§ What the task asks
Pull out every line of the records that contains the word "target".

┌──

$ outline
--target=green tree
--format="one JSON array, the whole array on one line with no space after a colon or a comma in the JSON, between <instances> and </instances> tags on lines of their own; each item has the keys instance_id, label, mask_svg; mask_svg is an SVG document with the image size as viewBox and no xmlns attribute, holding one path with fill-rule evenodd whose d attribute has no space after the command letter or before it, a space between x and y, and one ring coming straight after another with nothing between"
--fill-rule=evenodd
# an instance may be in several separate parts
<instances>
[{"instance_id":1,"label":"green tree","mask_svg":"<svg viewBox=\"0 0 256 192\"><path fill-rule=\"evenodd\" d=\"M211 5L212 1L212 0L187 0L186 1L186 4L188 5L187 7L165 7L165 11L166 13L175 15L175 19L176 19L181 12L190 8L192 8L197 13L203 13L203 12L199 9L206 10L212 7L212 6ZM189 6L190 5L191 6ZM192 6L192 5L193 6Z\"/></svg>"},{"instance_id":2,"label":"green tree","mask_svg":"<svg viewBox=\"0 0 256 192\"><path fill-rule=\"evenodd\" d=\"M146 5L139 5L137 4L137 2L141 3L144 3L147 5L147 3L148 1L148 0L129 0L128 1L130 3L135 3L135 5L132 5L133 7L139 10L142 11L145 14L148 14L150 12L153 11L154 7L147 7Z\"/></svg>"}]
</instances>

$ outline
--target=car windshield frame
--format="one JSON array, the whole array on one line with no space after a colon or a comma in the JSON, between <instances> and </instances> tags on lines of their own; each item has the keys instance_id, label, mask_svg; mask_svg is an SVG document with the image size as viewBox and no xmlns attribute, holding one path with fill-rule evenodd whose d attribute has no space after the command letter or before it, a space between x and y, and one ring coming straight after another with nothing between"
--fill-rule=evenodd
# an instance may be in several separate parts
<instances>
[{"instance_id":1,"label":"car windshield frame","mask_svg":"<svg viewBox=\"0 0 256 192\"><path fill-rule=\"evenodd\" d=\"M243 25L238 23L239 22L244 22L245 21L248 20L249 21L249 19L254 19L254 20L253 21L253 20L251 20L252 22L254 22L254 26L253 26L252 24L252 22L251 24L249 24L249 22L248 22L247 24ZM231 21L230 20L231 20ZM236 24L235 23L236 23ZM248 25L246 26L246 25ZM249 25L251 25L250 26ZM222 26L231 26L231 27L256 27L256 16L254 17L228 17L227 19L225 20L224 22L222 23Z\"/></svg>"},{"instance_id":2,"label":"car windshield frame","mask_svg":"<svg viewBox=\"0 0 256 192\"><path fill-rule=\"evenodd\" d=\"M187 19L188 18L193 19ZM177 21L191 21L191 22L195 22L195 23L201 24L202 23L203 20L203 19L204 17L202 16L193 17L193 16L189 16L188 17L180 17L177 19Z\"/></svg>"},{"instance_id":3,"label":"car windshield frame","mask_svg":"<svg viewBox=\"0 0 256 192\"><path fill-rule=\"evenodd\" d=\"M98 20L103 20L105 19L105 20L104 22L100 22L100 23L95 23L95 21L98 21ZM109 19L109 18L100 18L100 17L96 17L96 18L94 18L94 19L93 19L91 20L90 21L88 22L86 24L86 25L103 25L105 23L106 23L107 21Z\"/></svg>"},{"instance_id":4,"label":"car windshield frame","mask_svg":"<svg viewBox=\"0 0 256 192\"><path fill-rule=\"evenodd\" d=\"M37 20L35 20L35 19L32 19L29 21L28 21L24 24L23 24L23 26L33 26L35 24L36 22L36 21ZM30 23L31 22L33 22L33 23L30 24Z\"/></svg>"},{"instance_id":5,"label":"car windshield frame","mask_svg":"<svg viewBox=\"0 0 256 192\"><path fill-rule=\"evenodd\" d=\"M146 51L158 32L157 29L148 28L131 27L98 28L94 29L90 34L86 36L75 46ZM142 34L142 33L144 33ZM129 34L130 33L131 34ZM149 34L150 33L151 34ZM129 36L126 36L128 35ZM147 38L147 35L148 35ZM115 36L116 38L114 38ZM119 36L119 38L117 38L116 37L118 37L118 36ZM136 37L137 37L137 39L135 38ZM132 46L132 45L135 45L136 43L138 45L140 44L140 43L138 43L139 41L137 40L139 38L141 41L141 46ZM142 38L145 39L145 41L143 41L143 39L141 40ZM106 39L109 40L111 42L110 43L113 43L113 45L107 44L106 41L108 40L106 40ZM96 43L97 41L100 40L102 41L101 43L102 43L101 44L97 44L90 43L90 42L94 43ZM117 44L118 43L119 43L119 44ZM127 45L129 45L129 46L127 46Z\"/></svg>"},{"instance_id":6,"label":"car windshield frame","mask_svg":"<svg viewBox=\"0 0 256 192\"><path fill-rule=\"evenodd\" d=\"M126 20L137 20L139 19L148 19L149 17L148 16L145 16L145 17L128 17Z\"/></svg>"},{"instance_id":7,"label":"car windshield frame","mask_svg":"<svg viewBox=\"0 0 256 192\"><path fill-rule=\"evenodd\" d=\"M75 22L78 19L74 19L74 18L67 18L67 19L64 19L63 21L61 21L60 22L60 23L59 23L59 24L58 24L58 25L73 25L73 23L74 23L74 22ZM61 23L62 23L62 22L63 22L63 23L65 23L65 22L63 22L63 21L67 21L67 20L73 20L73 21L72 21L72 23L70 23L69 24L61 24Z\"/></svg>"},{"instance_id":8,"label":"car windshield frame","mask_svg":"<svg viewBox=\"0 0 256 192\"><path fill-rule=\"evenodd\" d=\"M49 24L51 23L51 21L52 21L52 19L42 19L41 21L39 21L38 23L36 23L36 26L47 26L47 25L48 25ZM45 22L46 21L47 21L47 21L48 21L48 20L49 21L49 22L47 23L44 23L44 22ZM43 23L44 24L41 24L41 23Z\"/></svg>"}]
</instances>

└──

§ Answer for this exercise
--target=green tree
--target=car windshield frame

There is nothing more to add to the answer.